YOUR OBJECTIVE –
For the listing below, show each line that includes the string "clicks".
═════ MATERIAL PROVIDED
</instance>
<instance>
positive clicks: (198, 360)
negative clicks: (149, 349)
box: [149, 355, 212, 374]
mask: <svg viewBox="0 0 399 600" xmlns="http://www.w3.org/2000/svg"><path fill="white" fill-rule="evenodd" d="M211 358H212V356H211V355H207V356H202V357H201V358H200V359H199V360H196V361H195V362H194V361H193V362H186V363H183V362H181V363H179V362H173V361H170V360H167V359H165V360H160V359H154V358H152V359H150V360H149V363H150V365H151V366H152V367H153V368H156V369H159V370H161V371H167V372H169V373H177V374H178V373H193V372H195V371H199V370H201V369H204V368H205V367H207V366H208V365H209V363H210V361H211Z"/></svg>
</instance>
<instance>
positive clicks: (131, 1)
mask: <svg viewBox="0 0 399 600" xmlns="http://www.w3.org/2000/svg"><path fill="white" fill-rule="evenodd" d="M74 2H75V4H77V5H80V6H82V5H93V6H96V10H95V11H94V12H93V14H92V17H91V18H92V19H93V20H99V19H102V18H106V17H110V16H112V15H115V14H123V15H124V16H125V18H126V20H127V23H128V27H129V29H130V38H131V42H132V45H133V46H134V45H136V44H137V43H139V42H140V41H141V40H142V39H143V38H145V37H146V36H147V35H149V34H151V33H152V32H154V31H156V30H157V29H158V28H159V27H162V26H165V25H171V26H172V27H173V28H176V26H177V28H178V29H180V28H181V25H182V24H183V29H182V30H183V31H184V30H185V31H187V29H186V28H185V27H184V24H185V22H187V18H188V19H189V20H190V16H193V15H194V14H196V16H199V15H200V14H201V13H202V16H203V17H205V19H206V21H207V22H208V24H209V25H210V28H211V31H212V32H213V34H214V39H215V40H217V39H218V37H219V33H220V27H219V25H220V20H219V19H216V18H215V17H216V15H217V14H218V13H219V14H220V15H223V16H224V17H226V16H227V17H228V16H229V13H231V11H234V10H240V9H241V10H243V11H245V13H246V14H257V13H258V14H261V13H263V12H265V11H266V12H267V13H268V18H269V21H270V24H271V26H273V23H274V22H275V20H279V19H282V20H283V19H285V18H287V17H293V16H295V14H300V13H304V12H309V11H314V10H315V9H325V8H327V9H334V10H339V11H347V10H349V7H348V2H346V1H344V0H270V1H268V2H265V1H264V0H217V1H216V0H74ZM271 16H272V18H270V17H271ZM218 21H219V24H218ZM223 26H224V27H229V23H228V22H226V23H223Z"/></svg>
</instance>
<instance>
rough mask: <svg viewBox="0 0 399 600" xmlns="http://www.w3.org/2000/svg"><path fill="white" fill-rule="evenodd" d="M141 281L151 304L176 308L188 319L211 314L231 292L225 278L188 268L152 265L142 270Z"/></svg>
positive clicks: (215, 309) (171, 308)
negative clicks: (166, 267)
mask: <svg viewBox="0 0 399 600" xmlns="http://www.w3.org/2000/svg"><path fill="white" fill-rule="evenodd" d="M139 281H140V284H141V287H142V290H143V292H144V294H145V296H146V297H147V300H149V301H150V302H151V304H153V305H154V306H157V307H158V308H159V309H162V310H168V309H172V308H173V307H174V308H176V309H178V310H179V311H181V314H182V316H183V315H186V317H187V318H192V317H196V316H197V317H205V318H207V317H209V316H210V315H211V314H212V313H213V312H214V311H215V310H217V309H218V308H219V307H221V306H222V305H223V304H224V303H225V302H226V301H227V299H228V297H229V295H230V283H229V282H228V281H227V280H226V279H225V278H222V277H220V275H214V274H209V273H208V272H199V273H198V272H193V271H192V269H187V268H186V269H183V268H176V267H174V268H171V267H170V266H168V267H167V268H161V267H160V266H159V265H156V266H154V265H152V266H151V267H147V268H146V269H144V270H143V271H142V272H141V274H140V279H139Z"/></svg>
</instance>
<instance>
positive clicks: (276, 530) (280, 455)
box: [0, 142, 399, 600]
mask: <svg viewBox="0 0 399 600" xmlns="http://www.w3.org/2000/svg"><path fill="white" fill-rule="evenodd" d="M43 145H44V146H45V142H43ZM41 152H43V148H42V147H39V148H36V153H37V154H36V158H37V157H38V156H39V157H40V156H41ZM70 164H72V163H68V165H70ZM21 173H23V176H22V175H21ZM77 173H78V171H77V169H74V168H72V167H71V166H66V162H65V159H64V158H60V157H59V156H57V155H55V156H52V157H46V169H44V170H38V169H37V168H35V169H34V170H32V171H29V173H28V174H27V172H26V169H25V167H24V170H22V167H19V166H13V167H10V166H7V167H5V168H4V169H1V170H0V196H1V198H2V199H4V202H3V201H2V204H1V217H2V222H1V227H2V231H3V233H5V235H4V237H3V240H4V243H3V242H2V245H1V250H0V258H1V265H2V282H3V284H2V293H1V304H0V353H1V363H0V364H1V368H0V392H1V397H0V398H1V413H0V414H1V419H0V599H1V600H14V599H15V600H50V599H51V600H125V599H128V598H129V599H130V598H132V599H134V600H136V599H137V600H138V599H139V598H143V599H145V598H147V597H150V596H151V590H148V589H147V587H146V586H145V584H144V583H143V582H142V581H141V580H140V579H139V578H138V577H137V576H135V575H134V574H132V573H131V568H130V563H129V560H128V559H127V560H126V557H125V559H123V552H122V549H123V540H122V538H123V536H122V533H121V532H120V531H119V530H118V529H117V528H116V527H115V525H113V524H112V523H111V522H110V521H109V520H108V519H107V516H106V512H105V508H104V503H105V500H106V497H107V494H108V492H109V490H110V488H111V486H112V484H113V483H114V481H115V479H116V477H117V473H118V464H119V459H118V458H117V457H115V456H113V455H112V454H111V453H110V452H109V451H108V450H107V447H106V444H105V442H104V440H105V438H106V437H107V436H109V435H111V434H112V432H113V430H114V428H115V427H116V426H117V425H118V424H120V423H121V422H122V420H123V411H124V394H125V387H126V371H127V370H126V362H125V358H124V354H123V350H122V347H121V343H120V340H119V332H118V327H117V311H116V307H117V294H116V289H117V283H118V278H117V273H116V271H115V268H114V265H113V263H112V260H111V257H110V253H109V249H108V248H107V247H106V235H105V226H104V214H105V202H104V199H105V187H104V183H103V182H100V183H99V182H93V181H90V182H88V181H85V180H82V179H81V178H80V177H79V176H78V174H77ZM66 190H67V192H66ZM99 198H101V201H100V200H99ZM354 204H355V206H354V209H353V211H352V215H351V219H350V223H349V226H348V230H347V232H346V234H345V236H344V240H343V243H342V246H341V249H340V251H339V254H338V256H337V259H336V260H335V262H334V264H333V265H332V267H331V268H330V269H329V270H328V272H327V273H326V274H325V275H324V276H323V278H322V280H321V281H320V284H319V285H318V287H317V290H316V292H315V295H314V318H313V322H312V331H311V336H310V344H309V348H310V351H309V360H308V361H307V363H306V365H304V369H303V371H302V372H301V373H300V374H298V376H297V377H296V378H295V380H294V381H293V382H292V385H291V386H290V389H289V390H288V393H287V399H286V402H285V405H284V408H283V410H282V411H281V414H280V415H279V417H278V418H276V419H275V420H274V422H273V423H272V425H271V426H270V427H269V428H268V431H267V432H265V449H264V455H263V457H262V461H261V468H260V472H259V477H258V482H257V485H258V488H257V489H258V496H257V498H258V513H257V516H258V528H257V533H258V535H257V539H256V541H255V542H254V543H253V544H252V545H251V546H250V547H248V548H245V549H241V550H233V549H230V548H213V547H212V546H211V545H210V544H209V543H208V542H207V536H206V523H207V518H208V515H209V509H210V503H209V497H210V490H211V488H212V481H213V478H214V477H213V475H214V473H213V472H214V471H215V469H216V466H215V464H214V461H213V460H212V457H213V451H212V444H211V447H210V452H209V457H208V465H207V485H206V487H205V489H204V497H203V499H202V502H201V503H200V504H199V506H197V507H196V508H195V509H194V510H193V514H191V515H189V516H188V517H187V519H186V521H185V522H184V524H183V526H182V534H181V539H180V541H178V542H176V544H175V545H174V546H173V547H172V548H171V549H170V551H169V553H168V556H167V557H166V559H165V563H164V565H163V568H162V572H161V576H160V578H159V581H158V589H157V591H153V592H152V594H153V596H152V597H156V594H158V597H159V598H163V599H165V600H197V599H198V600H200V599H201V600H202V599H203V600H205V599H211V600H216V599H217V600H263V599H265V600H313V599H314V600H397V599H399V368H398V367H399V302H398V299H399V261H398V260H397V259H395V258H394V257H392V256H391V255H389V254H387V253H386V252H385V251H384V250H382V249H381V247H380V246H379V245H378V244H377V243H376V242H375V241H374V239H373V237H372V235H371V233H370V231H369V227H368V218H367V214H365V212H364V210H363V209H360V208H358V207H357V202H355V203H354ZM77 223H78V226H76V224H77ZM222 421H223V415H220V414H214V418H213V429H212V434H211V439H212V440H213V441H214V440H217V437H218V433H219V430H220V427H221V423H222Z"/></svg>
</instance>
══════════
WRITTEN REPLY –
positive clicks: (198, 360)
negative clicks: (149, 349)
positive clicks: (131, 1)
positive clicks: (215, 309) (171, 308)
negative clicks: (166, 267)
positive clicks: (276, 530) (280, 455)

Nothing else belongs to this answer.